**About this task**
Could you write out all of the data again, word for word?

**Collected data**
★ ★ ★

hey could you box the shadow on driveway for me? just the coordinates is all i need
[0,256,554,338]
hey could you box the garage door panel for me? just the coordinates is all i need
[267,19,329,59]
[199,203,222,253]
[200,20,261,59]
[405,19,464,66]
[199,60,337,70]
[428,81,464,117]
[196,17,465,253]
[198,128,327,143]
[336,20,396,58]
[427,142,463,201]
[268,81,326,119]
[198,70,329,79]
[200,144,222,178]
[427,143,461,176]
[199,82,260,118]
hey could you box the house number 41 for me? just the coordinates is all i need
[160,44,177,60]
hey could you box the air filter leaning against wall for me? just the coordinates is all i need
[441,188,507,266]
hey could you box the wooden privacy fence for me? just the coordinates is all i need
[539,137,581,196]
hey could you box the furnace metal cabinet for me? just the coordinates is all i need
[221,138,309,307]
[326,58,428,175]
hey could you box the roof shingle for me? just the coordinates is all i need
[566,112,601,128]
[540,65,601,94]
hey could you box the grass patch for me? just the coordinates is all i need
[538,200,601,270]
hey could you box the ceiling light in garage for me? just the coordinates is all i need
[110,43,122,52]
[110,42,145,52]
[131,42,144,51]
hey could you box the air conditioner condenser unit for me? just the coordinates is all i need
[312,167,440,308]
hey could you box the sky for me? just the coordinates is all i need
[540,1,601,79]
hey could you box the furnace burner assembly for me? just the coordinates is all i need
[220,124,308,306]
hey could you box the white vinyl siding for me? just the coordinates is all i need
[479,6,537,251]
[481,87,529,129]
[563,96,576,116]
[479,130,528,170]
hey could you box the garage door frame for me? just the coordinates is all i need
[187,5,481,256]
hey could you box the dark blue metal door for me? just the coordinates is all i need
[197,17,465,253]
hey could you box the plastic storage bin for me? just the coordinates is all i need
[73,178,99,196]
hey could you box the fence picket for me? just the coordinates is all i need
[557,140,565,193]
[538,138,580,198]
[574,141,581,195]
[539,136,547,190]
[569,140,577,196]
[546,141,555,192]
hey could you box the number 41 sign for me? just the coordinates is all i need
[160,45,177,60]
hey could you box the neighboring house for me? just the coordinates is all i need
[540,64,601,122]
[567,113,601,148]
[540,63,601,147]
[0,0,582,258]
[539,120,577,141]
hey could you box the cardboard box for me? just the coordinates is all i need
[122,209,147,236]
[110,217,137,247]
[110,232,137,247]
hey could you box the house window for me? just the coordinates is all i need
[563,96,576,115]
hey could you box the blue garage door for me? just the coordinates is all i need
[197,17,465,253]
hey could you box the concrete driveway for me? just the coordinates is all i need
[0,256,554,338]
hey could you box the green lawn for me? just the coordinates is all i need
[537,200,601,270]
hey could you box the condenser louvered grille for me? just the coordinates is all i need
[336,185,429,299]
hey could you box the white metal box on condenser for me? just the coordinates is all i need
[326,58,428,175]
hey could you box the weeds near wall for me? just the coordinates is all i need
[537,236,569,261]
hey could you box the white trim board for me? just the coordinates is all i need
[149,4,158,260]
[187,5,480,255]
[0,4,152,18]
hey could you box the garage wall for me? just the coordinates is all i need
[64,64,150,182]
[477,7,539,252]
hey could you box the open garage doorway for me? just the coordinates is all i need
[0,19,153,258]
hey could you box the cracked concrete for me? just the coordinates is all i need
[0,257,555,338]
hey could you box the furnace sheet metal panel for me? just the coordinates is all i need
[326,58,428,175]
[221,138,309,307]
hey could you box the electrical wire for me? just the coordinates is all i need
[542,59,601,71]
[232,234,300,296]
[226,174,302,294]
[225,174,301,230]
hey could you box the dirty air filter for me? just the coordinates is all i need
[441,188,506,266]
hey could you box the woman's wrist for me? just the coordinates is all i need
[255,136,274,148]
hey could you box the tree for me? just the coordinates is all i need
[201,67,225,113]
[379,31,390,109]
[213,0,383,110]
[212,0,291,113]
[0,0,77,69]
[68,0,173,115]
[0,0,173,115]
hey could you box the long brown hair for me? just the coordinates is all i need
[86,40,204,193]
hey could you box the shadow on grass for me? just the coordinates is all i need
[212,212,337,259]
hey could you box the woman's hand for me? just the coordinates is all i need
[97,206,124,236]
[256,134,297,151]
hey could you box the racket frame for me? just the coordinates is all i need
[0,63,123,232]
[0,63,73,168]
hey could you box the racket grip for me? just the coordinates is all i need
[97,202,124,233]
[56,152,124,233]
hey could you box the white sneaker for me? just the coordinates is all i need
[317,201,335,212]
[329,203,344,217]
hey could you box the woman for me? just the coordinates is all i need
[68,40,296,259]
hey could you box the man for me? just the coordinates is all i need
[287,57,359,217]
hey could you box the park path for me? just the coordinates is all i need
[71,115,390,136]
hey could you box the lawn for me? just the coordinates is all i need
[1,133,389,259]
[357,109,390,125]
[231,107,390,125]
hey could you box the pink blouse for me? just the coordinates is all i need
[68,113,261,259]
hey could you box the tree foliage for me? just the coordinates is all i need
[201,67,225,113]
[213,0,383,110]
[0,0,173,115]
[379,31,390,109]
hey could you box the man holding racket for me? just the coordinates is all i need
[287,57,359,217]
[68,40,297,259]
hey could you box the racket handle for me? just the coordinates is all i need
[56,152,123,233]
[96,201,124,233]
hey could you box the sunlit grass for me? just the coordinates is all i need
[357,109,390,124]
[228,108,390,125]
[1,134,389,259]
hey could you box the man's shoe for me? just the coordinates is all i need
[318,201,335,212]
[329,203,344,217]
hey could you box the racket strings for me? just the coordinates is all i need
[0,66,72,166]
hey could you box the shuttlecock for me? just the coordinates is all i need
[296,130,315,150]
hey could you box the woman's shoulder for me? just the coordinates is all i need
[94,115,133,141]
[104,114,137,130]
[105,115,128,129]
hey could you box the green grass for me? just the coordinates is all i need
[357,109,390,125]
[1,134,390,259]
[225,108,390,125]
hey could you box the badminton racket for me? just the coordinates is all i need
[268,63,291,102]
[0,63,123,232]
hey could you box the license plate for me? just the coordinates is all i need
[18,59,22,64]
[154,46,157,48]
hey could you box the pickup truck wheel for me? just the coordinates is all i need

★ ★ ★

**Exercise solution**
hey could you box the shadow on driveway for me? just the coordinates is all i need
[0,256,554,338]
hey could you box the garage door panel for me? just the coordinates is all i need
[267,19,329,59]
[199,203,222,253]
[200,20,261,59]
[405,19,464,66]
[199,60,337,70]
[428,81,464,117]
[196,17,465,253]
[198,128,327,143]
[336,20,396,58]
[427,142,463,201]
[268,81,326,119]
[198,70,329,79]
[200,144,222,178]
[427,143,461,176]
[199,82,260,118]
hey could you box the house number 41 for me? just the coordinates is all i need
[160,44,177,60]
hey could you box the air filter leaning against wall for me? just the coordinates is all i need
[441,188,507,266]
hey could you box the wooden privacy fence for me? just the coordinates is all i need
[539,137,581,196]
hey could you box the furnace metal cabinet for me? just the coordinates is all i need
[221,138,309,307]
[326,58,428,175]
hey could you box the roof shingle for me? just the coordinates is all i need
[566,112,601,128]
[540,65,601,94]
hey could you box the grass patch for me? just the coordinates is all i need
[538,200,601,270]
hey could you box the ceiling light in garage for me? just the coordinates is all i need
[110,43,122,52]
[110,42,145,52]
[131,42,144,51]
hey could you box the air conditioner condenser unit for me? just the coordinates is all i need
[312,167,440,308]
hey could you box the sky for me? just the coordinates is all i need
[540,1,601,79]
hey could you box the furnace burner assembly for me? just the coordinates is all i need
[220,124,308,306]
hey could you box the white vinyl siding for me? just the coordinates is all i need
[479,6,537,251]
[481,87,529,129]
[563,96,576,116]
[479,130,528,170]
hey could you box the garage door frame for me? just the coordinates is all i need
[187,5,481,256]
hey could you box the dark blue metal door for me? just the coordinates is all i need
[197,17,465,253]
hey could you box the plastic storage bin for me? just the coordinates is all i need
[73,178,99,196]
hey could you box the fence picket for me? just the coordinates is all i need
[557,140,565,193]
[538,138,580,198]
[574,141,581,195]
[539,136,547,190]
[569,140,577,196]
[546,141,555,192]
hey could you box the number 41 sign for me? just the coordinates is all i need
[160,45,177,60]
hey could you box the neighboring house for me? just the coordinates is all i need
[540,64,601,122]
[567,113,601,148]
[540,63,601,147]
[0,0,582,258]
[539,120,577,141]
hey could you box the cardboard box for me? just the coordinates is all i need
[122,209,147,236]
[110,217,137,247]
[110,232,137,247]
hey could you box the house window for me? just the coordinates is all i need
[563,96,576,115]
hey could you box the blue garage door for me? just the coordinates is all i need
[197,17,465,253]
hey could you box the concrete driveway for me? just the coordinates is all i need
[0,256,554,338]
hey could you box the green lawn for me? just the coordinates is all i need
[537,200,601,270]
hey could you box the condenser louvered grille for me? just the coordinates is all i need
[336,185,429,299]
hey could you box the white metal box on condenser for me? just the coordinates is all i need
[326,58,428,175]
hey could you box the weeds near wall for me? just the coordinates is all i need
[537,236,569,261]
hey could you box the white trim board for me? just the coordinates is all i need
[149,4,158,260]
[187,5,480,255]
[0,4,152,18]
hey could you box the garage wall for me? just the coordinates is all i need
[64,64,150,182]
[477,7,539,252]
hey could you box the open garage doorway for me? just the coordinates is all i need
[0,19,153,258]
hey could you box the cracked concrete for me? just the coordinates is all i need
[0,257,555,338]
hey could you box the furnace sheet metal panel for me? just the coordinates is all i need
[326,58,428,175]
[221,138,309,307]
hey could you box the electrical wire for me? just the coordinates is all i need
[542,59,601,71]
[232,234,300,296]
[226,174,302,294]
[225,174,301,230]
hey could you box the dirty air filter for me? just the coordinates is all i need
[441,188,506,266]
hey could you box the woman's wrist for me? just the coordinates is all i need
[255,136,274,148]
hey could you box the tree for me? just the coordinates is all i need
[201,67,225,113]
[379,31,390,109]
[213,0,383,110]
[212,0,291,113]
[0,0,77,69]
[68,0,173,115]
[0,0,173,115]
hey could you box the long brown hair for me? just the coordinates is all i need
[86,40,204,193]
hey could you box the shadow on grass for me? just the coordinates is all i need
[212,212,337,259]
hey could you box the woman's hand for me? just the coordinates is all i need
[97,206,124,236]
[256,134,297,151]
hey could you box the racket frame for me? just the coordinates is all i need
[0,63,123,232]
[0,63,73,168]
hey could you box the racket grip for me? just the coordinates is all i need
[97,202,124,233]
[56,152,124,233]
hey could you box the white sneaker for me? just the coordinates is all i need
[317,201,335,212]
[329,203,344,217]
hey could you box the woman for me? just the coordinates is all i need
[68,40,296,259]
hey could you box the man for me? just the coordinates is all i need
[287,57,359,217]
hey could you box the park path for me? just the coordinates is all i need
[71,115,390,136]
hey could you box the lawn for me? just the coordinates is all i need
[1,133,389,259]
[357,109,390,125]
[231,107,390,125]
hey could you box the pink blouse for me? just the coordinates is all i need
[68,113,261,259]
hey could you box the tree foliage for me? just the coordinates is all i need
[201,67,225,113]
[213,0,383,110]
[0,0,173,115]
[379,31,390,109]
hey could you box the man holding racket for me? just the coordinates is all i need
[287,57,359,217]
[68,40,297,259]
hey could you box the racket handle for me? just the coordinates is all i need
[56,152,123,233]
[96,201,124,233]
hey could you box the sunlit grass for me? just the coordinates is all i need
[357,109,390,124]
[228,108,390,125]
[1,134,389,259]
hey could you box the man's shoe for me? just the coordinates is all i need
[318,201,335,212]
[329,203,344,217]
hey could you box the racket strings for me? just the coordinates is all i need
[0,66,72,166]
hey could you box the shuttlecock for me? just the coordinates is all i need
[296,130,315,150]
hey could you box the woman's shoulder for me? just the coordinates is all i need
[94,115,133,141]
[104,114,137,130]
[105,115,128,129]
hey could you box the green grass for me? just the coordinates is all i need
[357,109,390,125]
[1,134,390,259]
[225,108,390,125]
hey could you box the badminton racket for me? just the coordinates is all i need
[268,63,291,102]
[0,63,123,232]
hey could you box the license plate for me? just the coordinates is all i need
[18,59,22,64]
[154,46,157,48]
hey could you box the pickup truck wheel for me? just the coordinates is all i need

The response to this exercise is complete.